- **Required work**
a: In the blog post about skipping Santa Claus, how long has the modern depiction of Santa with his sled-pulling reindeer been around?
b: Copy word for word the part of the blog post about skipping Santa Claus starting with "For me the so" and going on through "heard about it).".

- **Page excerpt**
►

Posted in Parenting

You Shall Not Pass, Santa Claus

There will be no Santa Claus at our house.

I know, I know, we are horrible parents.  But it’s OK, I can still live with myself despite the fact that we won’t be pretending that an overweight old dude will be taking 1/1000th of a second to do his thing at each house he stops at.

“But what about the magic of Christmas?”

For me the so called “magic” of Christmas doesn’t need to include telling my child that a fat and seemingly immortal (the modern depiction of Santa with his sled-pulling reindeer has been around for nearly 200 years) grandfatherly-like man will be breaking into our house through the chimney to sneak around our home, consume some milk and cookies and leave some presents under a tree.

It is also not a competition to see who will buy the biggest s***load of presents for a child (or about simply buying an incredibly unreasonable amount of gifts for said child to put under the tree for that matter).  Nor is it about calculating the monetary value of the gift received by person “X” and making sure that the gift you will be giving to person “X” is of the exact same value the next year (yes, I know someone who does this and yes I was past flabbergasted when I heard about it).

For me, the magic of Christmas resides in spending quality-time with family and giving.  Notice I did not say “gifting”, but “giving”.  There is a world of difference between the two in my opinion.  One can give time (as in spend time with someone, help around the house…) and that simple act can be very much more appreciated than the most expensive present.

Our tradition over the past years has been to have some fun in the kitchen and cook up some food that we know our parents and friends will appreciate and will be able to use throughout the year.  I also enjoy crafting my gifts and though I do purchase some gifts, I will do so only if I see something that makes my brain say “WOW, person “X” would really love this!”.  I don’t like following lists and I certainly don’t count to make sure that I spent “enough” money on each person.  I want my son to have fun: to cook and bake with us, to craft with us.  I want him to learn that it’s not the actual present that counts, but the time taken to think about the person who will be receiving the present.  For me, that is the magic of Christmas.

“But, don’t you remember how disappointed you were when you learned that Santa didn’t exist?”

◄

- **Entries shown**
►

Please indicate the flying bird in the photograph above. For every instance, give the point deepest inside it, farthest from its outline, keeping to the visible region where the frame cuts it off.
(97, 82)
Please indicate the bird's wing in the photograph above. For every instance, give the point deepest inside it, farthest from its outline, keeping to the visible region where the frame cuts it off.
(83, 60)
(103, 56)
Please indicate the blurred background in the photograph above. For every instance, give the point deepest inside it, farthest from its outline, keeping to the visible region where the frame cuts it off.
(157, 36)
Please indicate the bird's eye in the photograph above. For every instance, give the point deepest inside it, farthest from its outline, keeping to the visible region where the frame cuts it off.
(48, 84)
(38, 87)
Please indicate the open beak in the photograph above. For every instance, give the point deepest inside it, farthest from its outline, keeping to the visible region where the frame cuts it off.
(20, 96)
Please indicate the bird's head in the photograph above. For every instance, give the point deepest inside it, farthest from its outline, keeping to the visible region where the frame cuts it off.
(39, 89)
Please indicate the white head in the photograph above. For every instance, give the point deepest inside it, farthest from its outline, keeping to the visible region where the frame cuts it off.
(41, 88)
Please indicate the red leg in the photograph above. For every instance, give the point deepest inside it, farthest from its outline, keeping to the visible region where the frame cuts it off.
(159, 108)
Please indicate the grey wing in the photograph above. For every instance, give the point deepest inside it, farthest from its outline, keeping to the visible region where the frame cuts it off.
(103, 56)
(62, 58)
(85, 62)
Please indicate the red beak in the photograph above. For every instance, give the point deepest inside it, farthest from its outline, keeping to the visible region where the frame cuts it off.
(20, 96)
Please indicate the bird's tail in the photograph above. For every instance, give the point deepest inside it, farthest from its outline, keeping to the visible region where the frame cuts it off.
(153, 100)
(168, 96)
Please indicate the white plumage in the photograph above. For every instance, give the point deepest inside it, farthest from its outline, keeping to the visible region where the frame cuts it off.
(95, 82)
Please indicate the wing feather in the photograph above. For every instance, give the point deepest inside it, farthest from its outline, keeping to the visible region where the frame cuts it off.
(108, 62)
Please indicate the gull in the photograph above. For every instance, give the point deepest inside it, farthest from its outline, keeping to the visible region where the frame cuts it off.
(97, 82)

◄

- **Responses by task**
a: Nearly 200 years.

b:
For me the so called “magic” of Christmas doesn’t need to include telling my child that a fat and seemingly immortal (the modern depiction of Santa with his sled-pulling reindeer has been around for nearly 200 years) grandfatherly-like man will be breaking into our house through the chimney to sneak around our home, consume some milk and cookies and leave some presents under a tree.

It is also not a competition to see who will buy the biggest s***load of presents for a child (or about simply buying an incredibly unreasonable amount of gifts for said child to put under the tree for that matter).  Nor is it about calculating the monetary value of the gift received by person “X” and making sure that the gift you will be giving to person “X” is of the exact same value the next year (yes, I know someone who does this and yes I was past flabbergasted when I heard about it).